● WHAT IS NEEDED: Reproduce the records verbatim, starting with the line that contains "Question. The photo above holds the dark" and continuing through the final line of the records, with both of these lines included.

(Dataset excerpt)
○ ○ ○

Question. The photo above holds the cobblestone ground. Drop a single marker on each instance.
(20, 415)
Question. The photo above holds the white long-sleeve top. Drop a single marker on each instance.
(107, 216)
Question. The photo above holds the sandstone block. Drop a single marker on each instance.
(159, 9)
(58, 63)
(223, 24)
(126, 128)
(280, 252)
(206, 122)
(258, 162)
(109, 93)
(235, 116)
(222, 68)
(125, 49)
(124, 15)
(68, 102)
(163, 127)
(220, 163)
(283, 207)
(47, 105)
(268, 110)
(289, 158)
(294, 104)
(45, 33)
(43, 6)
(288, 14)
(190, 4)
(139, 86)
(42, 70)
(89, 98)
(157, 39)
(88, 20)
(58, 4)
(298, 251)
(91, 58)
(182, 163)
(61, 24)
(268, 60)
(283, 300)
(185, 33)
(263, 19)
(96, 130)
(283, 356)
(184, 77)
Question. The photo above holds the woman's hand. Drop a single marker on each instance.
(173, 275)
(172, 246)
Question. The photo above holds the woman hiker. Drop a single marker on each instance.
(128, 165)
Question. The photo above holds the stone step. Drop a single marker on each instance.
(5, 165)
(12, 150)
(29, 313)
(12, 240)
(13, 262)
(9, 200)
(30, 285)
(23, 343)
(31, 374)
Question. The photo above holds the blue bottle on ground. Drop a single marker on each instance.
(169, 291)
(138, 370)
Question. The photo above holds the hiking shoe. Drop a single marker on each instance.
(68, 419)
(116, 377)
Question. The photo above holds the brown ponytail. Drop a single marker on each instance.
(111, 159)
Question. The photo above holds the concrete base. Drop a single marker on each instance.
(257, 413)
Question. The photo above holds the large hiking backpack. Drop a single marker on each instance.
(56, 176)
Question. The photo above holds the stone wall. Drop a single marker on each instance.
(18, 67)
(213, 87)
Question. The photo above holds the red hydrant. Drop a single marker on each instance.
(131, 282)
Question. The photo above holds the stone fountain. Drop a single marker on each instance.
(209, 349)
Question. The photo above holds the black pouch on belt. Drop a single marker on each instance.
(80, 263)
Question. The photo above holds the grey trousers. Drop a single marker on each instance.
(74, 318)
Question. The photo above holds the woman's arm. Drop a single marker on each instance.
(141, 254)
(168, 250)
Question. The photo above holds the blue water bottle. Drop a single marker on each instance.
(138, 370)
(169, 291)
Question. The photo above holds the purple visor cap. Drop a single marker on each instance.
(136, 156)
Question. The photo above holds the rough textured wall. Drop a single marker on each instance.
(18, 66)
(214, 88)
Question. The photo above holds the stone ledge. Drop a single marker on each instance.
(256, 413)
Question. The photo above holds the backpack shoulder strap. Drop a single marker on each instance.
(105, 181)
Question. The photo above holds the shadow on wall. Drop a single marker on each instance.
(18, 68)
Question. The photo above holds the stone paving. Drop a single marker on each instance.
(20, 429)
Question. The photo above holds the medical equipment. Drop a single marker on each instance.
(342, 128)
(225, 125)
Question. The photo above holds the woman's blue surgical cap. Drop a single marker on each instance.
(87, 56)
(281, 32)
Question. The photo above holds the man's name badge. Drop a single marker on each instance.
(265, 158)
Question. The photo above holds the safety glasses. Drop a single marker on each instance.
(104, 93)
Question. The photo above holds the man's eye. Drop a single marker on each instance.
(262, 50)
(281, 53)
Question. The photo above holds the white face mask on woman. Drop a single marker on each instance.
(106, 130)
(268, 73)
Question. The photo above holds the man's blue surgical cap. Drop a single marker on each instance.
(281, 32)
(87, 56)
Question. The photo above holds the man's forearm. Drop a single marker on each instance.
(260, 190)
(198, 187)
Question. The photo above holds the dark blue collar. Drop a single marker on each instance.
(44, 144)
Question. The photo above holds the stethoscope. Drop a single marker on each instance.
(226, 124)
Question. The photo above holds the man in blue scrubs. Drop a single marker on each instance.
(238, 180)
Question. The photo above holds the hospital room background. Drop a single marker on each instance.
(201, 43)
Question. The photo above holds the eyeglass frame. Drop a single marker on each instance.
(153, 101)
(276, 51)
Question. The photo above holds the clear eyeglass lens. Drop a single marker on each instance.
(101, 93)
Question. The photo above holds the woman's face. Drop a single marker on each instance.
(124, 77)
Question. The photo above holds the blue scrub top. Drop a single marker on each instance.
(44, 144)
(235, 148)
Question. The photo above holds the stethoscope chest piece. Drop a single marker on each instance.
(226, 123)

○ ○ ○

● EXERCISE SOLUTION:
Question. The photo above holds the dark blue collar. Drop a single marker on each instance.
(44, 144)
Question. The photo above holds the stethoscope. Drop a single marker on each instance.
(226, 124)
Question. The photo above holds the man in blue scrubs. Drop a single marker on each instance.
(238, 180)
Question. The photo above holds the hospital room background. Drop a single marker on each instance.
(201, 43)
Question. The photo above holds the eyeglass frame. Drop a single marker on each instance.
(153, 101)
(276, 51)
Question. The photo above holds the clear eyeglass lens. Drop a single marker on each instance.
(101, 93)
Question. The photo above holds the woman's face. Drop a single marker on each instance.
(124, 77)
Question. The photo above holds the blue scrub top. Drop a single marker on each instance.
(44, 144)
(235, 148)
Question. The photo above holds the stethoscope chest piece. Drop a single marker on each instance.
(226, 123)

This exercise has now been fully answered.